Copy word for word every line of the entries from the line containing "target = flock of bird" through the last line, including both ends.

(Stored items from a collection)
——

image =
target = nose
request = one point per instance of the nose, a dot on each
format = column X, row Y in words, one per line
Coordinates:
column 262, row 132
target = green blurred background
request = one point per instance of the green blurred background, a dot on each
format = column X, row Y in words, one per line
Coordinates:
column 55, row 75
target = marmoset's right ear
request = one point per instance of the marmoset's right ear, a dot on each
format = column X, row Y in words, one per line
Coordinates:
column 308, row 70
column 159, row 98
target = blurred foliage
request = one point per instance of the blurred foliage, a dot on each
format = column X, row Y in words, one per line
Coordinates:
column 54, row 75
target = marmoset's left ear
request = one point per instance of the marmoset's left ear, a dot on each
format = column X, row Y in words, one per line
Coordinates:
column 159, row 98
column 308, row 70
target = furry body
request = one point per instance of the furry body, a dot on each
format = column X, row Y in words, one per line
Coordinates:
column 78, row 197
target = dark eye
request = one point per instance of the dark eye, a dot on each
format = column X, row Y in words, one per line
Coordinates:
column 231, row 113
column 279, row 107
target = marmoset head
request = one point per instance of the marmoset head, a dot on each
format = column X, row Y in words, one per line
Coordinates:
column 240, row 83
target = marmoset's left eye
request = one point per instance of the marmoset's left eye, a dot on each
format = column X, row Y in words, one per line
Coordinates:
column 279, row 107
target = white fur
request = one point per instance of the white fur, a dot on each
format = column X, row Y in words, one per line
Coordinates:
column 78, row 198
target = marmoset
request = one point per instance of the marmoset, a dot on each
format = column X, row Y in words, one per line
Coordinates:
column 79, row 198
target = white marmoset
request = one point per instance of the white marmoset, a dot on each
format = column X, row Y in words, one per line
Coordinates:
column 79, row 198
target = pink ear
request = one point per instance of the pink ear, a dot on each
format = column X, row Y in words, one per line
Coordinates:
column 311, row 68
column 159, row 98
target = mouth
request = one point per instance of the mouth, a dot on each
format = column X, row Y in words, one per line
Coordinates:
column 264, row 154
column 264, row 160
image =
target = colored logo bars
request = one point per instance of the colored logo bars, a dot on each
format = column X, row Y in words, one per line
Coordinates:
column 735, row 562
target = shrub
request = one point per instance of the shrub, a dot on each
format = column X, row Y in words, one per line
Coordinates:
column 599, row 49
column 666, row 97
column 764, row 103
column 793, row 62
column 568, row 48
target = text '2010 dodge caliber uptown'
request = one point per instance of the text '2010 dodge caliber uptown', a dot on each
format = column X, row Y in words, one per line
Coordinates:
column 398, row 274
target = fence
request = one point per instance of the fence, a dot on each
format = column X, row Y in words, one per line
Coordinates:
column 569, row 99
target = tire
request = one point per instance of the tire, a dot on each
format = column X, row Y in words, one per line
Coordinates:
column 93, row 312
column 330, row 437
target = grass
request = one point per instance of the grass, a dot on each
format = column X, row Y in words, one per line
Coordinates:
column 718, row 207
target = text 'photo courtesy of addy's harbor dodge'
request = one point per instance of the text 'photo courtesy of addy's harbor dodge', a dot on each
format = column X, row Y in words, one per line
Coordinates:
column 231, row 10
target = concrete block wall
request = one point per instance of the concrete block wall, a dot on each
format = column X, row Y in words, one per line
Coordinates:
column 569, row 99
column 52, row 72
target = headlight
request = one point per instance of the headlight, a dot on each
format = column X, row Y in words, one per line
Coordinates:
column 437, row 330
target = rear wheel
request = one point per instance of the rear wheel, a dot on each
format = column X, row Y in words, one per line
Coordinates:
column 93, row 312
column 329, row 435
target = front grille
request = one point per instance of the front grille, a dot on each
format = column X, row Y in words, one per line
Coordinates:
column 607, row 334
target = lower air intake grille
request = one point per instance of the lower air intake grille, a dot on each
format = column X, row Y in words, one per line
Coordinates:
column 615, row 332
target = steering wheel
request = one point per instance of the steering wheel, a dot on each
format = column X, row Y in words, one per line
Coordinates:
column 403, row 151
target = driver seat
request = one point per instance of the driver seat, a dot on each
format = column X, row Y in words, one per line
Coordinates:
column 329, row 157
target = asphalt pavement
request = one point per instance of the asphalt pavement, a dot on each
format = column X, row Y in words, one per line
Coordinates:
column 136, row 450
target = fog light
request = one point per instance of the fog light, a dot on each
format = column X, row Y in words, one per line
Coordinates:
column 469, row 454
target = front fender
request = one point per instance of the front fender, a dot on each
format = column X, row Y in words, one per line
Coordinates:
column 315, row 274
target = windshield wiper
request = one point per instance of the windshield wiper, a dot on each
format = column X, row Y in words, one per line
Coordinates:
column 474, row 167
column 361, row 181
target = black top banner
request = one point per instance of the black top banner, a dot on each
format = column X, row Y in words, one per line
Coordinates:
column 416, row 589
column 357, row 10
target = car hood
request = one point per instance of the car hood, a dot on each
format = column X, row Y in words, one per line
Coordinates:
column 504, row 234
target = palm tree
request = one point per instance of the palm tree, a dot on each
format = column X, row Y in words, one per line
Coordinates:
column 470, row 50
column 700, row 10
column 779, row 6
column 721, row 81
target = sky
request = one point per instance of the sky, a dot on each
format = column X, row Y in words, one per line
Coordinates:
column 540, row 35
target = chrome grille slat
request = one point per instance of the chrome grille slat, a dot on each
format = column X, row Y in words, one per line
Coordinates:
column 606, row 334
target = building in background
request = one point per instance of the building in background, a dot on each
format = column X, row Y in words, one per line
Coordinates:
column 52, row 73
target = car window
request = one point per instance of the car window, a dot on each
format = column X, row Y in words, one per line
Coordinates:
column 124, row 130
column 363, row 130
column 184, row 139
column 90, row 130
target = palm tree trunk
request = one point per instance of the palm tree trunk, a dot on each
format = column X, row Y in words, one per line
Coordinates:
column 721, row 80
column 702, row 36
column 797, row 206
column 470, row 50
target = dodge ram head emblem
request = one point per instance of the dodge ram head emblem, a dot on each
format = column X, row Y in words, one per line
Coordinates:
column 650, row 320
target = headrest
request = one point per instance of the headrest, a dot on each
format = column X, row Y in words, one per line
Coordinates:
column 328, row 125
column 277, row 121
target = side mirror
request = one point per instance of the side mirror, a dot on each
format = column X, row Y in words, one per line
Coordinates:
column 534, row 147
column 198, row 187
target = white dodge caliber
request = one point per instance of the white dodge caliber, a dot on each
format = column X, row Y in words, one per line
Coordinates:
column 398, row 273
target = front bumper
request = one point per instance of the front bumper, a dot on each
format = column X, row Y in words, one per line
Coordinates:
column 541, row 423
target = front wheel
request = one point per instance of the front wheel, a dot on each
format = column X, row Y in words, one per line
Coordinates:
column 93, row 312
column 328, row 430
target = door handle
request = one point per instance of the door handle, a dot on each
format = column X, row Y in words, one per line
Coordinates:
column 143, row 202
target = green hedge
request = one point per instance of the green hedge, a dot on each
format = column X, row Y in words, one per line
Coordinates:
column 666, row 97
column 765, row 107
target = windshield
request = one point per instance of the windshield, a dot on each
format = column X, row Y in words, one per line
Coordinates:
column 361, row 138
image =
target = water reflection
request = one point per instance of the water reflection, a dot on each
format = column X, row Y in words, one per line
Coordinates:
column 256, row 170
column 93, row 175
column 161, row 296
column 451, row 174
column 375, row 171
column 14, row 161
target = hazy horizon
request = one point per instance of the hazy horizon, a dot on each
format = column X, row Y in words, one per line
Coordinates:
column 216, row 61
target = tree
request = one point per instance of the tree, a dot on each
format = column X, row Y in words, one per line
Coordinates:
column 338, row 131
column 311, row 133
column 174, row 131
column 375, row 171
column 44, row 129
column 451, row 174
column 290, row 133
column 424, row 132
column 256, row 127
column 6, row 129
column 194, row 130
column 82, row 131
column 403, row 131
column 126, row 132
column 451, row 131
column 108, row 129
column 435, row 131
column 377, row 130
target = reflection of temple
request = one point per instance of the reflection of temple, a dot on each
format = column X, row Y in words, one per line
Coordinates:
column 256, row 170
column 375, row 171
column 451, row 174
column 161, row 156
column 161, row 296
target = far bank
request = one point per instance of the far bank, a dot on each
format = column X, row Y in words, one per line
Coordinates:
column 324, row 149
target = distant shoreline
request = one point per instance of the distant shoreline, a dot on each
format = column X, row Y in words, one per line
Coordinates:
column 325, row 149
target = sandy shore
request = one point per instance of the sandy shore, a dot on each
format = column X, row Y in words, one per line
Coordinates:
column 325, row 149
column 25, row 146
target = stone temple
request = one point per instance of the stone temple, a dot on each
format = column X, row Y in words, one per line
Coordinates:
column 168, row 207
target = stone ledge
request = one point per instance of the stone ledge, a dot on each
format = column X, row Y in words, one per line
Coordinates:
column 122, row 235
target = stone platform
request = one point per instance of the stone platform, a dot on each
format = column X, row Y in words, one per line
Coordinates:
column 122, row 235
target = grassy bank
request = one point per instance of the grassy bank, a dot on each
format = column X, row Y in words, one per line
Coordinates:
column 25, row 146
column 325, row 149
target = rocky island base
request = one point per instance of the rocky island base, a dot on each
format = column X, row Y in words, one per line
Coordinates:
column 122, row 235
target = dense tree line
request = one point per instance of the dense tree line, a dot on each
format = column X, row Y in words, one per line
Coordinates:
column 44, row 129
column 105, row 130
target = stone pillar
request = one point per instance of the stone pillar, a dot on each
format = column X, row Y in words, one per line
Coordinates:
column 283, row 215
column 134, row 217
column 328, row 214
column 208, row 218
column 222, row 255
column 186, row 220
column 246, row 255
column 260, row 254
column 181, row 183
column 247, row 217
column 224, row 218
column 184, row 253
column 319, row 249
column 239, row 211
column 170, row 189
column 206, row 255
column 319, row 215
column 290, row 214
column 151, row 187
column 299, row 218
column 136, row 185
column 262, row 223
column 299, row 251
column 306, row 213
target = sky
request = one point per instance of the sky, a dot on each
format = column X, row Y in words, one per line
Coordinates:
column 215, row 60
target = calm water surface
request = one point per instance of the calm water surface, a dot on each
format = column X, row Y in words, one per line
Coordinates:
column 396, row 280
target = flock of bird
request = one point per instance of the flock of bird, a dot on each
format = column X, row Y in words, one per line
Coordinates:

——

Written solution:
target = flock of bird
request = one point per instance of the flock of bird, a dot on each
format = column X, row Y in words, one per line
Coordinates:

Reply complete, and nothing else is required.